[Location identification items]
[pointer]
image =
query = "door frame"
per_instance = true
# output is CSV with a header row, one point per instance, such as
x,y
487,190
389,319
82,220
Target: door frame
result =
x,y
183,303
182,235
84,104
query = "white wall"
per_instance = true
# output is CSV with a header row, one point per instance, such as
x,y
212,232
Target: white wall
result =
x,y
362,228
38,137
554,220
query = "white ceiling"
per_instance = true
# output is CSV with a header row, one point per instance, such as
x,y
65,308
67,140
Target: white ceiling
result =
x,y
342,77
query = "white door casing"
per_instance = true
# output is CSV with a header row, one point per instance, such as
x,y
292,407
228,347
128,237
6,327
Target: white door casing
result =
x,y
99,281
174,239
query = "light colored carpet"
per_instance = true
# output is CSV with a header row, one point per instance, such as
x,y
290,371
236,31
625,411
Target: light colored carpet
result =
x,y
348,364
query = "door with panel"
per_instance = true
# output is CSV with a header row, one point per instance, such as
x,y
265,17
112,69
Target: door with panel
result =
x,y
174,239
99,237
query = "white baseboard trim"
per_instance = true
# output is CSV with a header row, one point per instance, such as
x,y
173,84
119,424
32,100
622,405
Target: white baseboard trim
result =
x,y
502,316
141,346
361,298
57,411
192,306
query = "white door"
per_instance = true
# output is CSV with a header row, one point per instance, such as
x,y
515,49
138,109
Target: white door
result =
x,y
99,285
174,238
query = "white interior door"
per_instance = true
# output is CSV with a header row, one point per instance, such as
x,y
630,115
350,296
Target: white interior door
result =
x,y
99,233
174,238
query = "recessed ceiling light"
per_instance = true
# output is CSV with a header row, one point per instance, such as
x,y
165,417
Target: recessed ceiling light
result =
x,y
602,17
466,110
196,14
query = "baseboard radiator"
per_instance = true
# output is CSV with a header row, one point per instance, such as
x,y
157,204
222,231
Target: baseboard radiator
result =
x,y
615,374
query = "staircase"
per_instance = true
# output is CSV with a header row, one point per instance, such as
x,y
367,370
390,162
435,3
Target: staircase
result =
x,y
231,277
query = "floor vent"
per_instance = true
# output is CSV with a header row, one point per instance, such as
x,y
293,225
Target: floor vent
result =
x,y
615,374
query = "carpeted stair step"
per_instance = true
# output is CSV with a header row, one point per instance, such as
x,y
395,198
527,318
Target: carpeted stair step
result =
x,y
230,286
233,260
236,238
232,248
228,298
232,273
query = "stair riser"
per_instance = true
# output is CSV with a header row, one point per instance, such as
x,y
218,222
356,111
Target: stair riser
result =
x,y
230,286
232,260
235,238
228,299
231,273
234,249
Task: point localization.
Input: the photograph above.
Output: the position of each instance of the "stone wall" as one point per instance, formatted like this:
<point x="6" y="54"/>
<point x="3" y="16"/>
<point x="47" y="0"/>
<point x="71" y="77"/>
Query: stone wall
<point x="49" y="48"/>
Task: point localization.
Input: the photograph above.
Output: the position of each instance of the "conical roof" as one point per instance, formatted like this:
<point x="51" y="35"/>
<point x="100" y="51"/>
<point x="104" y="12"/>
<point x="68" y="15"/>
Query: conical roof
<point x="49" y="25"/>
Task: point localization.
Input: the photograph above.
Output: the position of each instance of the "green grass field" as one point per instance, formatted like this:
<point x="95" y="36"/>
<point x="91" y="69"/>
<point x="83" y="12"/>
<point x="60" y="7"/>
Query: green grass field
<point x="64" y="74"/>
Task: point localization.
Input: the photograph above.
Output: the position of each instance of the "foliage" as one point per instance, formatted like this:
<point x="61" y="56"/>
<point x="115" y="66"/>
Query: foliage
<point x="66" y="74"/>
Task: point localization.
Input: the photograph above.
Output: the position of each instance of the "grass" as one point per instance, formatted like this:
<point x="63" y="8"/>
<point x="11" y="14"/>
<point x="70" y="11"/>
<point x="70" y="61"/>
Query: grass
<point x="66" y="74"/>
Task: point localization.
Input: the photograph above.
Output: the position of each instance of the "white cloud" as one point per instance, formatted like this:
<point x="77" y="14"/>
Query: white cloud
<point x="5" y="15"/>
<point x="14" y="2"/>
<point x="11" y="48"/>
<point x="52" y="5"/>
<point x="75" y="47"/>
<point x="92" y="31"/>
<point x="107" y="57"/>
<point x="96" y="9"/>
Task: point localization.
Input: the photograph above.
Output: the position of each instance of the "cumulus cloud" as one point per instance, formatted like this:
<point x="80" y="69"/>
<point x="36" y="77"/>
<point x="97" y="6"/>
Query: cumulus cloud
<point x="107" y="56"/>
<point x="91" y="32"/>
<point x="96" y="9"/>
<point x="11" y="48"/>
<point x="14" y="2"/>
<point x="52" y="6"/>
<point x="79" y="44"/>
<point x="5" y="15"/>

§ SHORT PROBLEM: Return every line of the items above that contains the string "baseboard". Matching is case-sensitive.

§ RESPONSE TO THE TASK:
query = "white baseboard trim"
Target: white baseboard trim
query = "baseboard radiator"
Target: baseboard radiator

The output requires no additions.